Exercise requirements:
Edit the material below by changing every "drop a dot" to "place a point", with everything else left the same. Leave the pictures out of your answer.
◇ ◇ ◇ ◇ ◇
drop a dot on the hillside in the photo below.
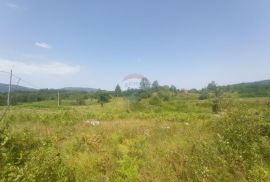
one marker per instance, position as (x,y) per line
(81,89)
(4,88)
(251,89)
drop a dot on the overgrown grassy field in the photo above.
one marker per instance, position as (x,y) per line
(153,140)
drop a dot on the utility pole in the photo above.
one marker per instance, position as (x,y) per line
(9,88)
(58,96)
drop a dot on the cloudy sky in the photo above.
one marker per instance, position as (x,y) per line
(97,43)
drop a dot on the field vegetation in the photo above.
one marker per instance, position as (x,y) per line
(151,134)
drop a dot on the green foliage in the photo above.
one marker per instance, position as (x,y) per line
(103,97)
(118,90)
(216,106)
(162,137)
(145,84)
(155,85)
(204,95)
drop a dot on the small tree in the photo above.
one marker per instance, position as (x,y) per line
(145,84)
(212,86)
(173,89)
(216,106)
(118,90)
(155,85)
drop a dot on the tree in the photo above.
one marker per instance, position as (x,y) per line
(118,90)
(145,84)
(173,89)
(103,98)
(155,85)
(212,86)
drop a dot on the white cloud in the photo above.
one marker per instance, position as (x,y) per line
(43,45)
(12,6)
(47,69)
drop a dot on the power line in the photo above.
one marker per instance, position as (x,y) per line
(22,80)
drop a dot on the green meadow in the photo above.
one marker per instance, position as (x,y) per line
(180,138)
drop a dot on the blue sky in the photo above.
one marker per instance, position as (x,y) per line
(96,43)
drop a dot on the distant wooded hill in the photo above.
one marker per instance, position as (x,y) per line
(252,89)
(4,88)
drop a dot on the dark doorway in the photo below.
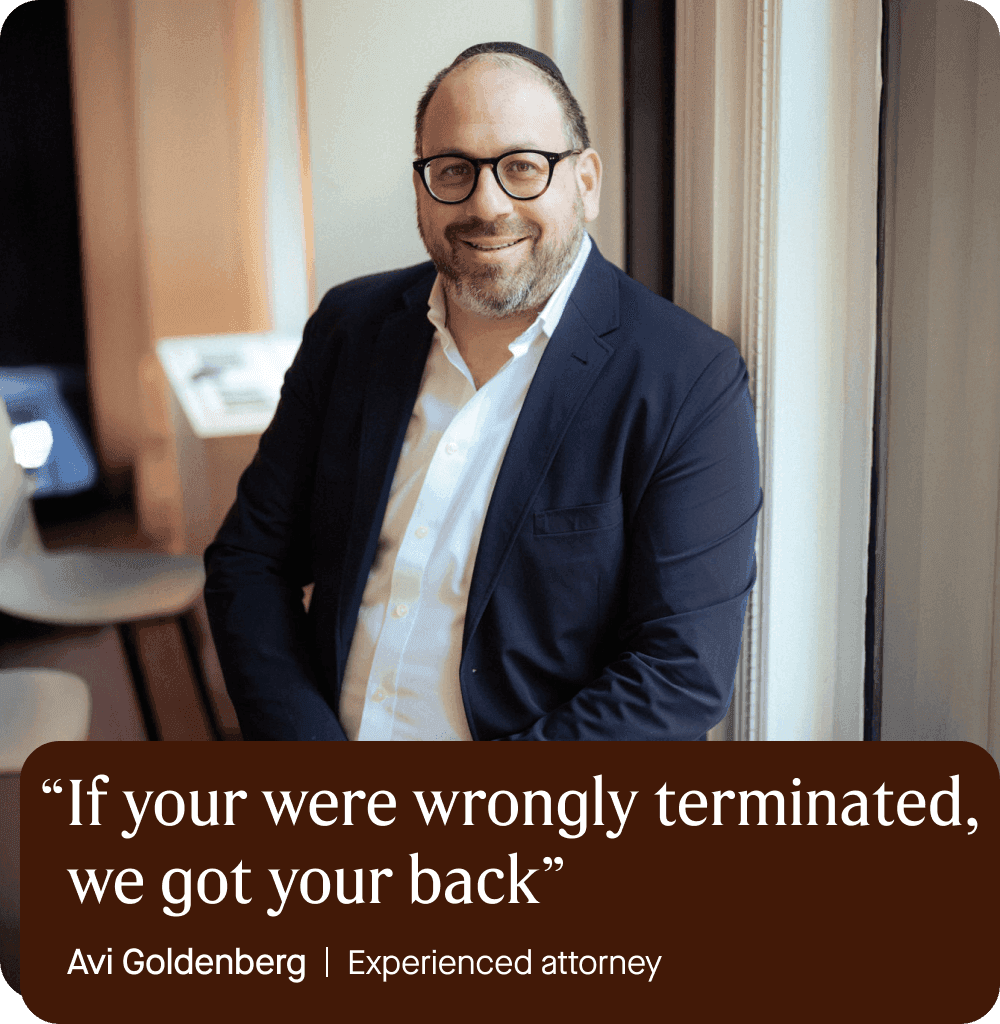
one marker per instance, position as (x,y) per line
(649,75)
◇ ◇ ◇ ◇ ◇
Full output:
place a point on the hillside in the photo below.
one marker per instance, position as (x,y) per line
(81,89)
(4,88)
(251,89)
place a point on the overgrown grassy field in the photo above.
one marker per instance, position as (x,y) per line
(153,140)
place a point on the utility pole in the photo above.
one marker per instance, position as (x,y) per line
(9,88)
(58,96)
place a point on the cloudy sky in the photo above.
one marker per instance, position as (x,y) per line
(97,43)
place a point on the field vegetation in the photo above.
one marker per instance, position as (x,y) per line
(151,134)
place a point on the green foliage in the photo above.
one marker per instance, position as (x,y) per line
(103,97)
(118,90)
(216,106)
(162,137)
(145,84)
(155,85)
(204,95)
place a point on the small tree in the photo above.
one marker per instance, position as (x,y) per line
(145,84)
(212,86)
(173,89)
(216,106)
(118,90)
(155,85)
place a point on the tree in the photo above.
one marker per instance, position as (x,y) per line
(118,90)
(145,84)
(173,89)
(103,98)
(155,85)
(212,86)
place a point on the white cloud in the photo above.
one marker per instance, position as (x,y) per line
(43,45)
(12,6)
(47,69)
place a point on the power line in the photo above.
one marker per instance, position as (x,y) per line
(22,80)
place a point on the green meadow in the photo above.
one marker per instance, position as (x,y) per line
(180,138)
place a point on the blue sky in the photo above.
one marker per instance, position as (x,y) per line
(96,43)
place a point on the distant wooded hill in the photo above.
one marker per instance, position as (x,y) per line
(252,89)
(4,88)
place a point on the dark doorway in the photo below.
one marker per instance, position as (x,y) per line
(649,75)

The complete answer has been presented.